* [OBJECTIVE]: Reproduce every line of the items below verbatim, omitting the pictures from your output.

***** SUPPLIED RECORDS *****

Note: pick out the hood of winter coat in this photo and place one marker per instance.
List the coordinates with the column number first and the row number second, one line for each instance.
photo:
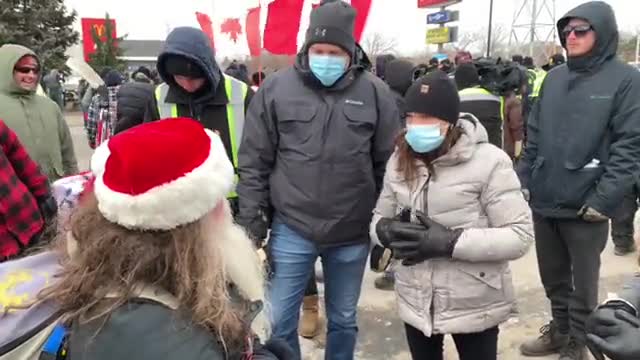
column 603, row 20
column 193, row 44
column 399, row 75
column 9, row 55
column 473, row 134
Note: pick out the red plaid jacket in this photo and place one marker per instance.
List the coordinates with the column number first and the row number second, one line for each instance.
column 22, row 188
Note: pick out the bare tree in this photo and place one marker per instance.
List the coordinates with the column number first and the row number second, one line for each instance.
column 476, row 41
column 377, row 44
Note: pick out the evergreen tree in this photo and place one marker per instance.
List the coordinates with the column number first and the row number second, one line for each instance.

*****

* [WRITTEN REPLY]:
Note: pick out the hood of winter coat in this photo and place one marker per instance.
List the coordinates with the column number first and the row number second, one line for each instance.
photo:
column 603, row 20
column 193, row 44
column 399, row 75
column 9, row 55
column 473, row 134
Note: pick out the red plaid jacket in this photo and place one marker per instance.
List the coordinates with the column number first and the row number second, one line for each instance.
column 22, row 188
Note: pick out the bare tree in this photo and place one marker per instance.
List the coordinates with the column number first and the row number second, one line for each instance.
column 476, row 41
column 377, row 44
Note: pick out the evergreen tree in this photo and place one marker per instance.
List the coordinates with the column number first and the row number second, one line for each instance.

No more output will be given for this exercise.